◆ Your goal ◆
Convert only the part of the rows below that opens with the line containing "white car crumpled" and closes with the line containing "[[82, 282]]" into a numbered list, both of those lines included. Leave out any blank lines.

— start Entries supplied —

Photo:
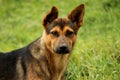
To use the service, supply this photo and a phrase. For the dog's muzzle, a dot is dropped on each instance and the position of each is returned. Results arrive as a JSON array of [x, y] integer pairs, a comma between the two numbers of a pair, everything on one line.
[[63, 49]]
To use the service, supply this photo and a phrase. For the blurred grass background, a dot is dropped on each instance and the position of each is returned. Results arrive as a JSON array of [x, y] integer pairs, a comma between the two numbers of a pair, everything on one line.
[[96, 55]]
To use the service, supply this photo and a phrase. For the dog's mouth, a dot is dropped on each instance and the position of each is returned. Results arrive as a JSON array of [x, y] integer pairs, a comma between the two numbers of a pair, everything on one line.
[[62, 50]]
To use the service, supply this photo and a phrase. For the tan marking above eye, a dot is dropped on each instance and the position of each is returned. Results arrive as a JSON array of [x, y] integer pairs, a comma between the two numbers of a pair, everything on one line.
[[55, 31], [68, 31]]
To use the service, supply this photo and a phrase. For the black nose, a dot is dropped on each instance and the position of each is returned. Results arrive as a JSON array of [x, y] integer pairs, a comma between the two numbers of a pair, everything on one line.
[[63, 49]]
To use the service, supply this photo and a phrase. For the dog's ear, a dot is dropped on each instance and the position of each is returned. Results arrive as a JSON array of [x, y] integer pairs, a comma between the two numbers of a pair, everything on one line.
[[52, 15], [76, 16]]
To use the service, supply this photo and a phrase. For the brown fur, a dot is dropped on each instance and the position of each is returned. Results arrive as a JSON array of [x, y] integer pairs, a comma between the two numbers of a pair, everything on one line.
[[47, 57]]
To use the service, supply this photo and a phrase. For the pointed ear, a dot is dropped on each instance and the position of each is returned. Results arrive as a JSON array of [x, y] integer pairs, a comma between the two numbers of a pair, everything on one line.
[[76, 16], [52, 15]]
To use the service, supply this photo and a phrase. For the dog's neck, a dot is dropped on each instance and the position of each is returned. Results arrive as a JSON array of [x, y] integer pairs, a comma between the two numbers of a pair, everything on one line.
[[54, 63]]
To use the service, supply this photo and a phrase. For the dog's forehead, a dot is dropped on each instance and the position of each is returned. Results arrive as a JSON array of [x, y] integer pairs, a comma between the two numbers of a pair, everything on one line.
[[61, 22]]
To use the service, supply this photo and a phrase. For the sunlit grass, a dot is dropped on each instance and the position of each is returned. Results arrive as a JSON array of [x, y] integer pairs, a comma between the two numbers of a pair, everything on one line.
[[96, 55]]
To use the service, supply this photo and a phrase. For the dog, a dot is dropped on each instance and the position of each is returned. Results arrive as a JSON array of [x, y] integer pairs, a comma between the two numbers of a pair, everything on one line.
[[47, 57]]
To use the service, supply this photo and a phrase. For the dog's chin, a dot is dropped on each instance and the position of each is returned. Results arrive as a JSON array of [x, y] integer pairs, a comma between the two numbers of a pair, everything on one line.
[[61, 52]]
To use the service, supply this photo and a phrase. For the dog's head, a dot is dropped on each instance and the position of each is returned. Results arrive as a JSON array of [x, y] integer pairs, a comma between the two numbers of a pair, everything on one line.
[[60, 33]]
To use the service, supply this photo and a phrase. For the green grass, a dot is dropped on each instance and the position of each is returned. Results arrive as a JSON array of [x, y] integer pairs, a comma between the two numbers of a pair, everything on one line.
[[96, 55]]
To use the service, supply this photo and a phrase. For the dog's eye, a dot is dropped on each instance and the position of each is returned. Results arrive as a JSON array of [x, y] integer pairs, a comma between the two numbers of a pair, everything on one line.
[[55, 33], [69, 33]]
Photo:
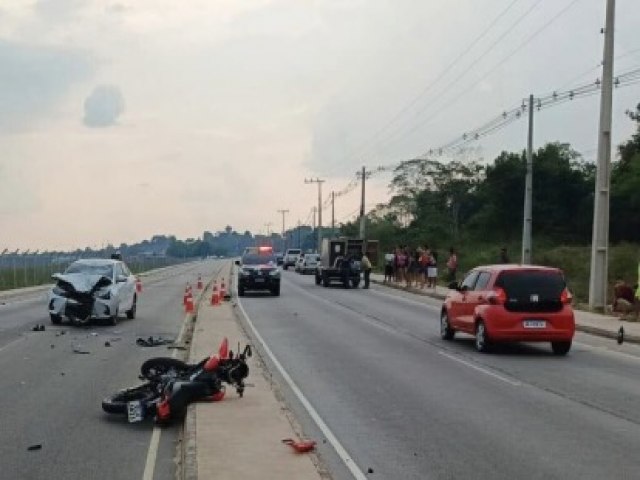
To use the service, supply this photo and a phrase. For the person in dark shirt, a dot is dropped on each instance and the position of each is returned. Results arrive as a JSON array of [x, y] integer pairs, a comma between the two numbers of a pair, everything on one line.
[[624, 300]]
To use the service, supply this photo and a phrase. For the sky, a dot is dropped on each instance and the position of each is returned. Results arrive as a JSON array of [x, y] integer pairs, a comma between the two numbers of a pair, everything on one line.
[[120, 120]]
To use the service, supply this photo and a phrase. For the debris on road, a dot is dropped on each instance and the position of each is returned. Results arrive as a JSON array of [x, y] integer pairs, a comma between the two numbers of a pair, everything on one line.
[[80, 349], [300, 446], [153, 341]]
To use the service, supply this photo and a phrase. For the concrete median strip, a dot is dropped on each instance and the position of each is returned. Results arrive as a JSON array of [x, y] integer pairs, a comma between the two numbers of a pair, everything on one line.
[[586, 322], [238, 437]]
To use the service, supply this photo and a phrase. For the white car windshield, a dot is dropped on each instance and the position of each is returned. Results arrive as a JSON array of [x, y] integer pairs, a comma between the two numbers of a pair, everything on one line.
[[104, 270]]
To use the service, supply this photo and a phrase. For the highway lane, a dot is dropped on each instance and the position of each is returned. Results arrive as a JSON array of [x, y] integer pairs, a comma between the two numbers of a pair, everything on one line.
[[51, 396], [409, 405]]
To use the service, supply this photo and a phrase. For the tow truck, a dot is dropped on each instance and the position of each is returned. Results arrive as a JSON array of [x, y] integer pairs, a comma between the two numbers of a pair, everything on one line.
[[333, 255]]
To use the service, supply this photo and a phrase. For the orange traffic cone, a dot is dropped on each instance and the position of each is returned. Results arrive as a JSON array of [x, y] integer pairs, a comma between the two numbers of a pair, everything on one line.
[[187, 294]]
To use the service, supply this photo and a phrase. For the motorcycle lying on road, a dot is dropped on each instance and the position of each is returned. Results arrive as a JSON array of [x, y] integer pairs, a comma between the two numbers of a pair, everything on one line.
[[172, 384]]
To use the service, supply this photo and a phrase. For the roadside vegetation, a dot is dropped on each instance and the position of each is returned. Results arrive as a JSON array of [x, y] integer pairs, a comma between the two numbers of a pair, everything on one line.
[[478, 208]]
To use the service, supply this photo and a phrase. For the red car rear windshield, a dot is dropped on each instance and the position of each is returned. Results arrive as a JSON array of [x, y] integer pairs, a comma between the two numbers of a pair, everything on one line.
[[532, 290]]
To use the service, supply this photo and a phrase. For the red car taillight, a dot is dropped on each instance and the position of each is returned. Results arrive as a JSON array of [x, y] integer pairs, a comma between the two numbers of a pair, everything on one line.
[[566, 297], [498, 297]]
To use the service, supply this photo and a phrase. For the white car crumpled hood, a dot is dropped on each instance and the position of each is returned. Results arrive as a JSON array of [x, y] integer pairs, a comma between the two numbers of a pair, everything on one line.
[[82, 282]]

— end Entries supplied —
— start Entries supplied —

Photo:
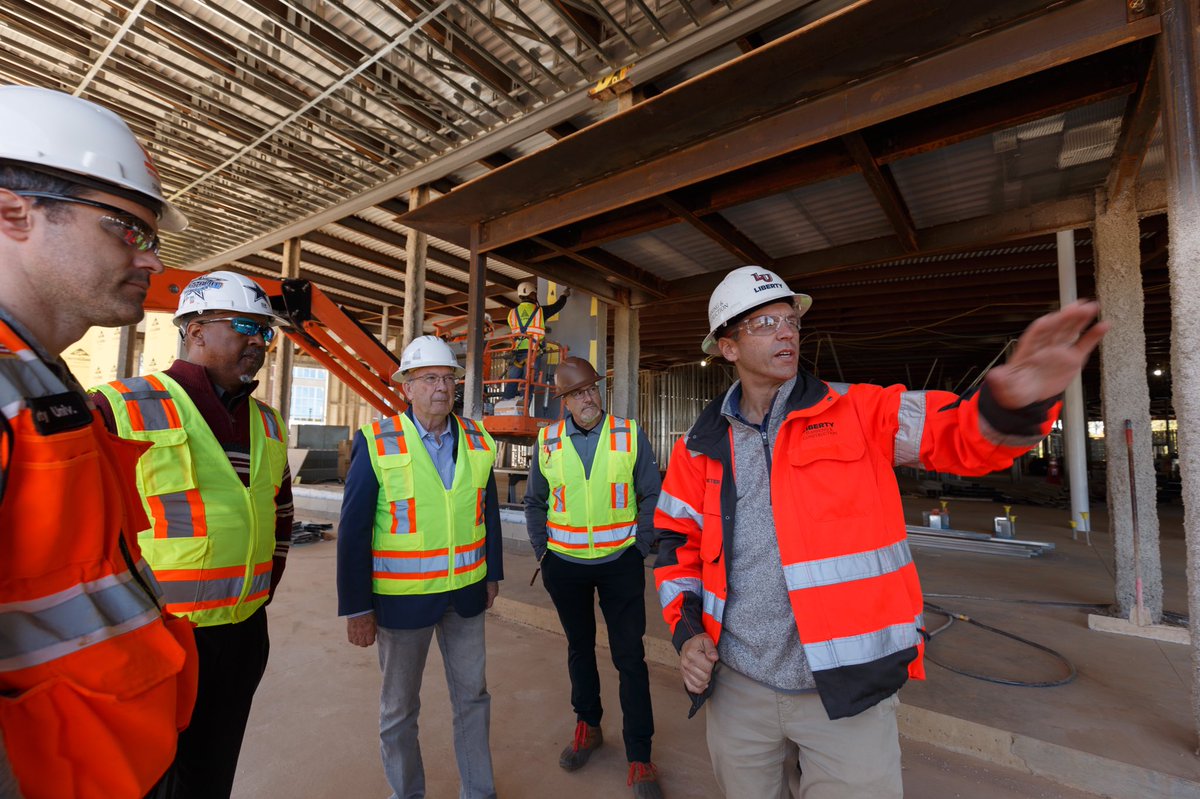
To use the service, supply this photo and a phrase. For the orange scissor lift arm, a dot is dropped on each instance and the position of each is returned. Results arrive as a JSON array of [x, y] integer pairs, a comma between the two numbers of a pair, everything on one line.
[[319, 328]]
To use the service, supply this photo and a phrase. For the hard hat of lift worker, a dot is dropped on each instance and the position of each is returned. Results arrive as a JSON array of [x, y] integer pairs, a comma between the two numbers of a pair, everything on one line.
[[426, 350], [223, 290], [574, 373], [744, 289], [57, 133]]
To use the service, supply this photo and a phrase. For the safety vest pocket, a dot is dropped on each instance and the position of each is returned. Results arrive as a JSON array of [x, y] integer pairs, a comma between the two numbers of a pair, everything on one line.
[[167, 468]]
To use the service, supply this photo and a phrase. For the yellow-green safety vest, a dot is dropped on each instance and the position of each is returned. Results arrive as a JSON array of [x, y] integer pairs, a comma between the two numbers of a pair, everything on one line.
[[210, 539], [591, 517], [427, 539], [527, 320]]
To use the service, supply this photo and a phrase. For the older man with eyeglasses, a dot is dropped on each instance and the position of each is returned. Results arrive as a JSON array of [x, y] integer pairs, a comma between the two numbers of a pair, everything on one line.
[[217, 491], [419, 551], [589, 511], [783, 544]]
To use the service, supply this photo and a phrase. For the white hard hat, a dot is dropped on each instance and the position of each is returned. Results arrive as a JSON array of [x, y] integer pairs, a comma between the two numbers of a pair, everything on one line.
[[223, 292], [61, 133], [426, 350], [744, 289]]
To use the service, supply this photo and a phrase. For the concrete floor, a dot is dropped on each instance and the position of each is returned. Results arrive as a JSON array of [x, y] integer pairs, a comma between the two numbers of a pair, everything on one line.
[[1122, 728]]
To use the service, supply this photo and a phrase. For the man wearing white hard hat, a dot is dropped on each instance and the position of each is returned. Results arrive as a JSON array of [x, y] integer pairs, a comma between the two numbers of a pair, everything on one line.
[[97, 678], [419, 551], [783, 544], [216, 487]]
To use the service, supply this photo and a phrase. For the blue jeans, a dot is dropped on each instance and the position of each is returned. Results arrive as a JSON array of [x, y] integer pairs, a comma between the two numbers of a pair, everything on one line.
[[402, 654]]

— end Entries supplied —

◆ Answer to this exercise ◆
1. To use the service, supply this photo and a phrase. For the white car crumpled hood, a dot is dropped on each instance and the position of each is returned. Results arrive as a JSON array of [x, y] integer pairs, a comma between the two numbers of a pair, everything on one line.
2. [[82, 282]]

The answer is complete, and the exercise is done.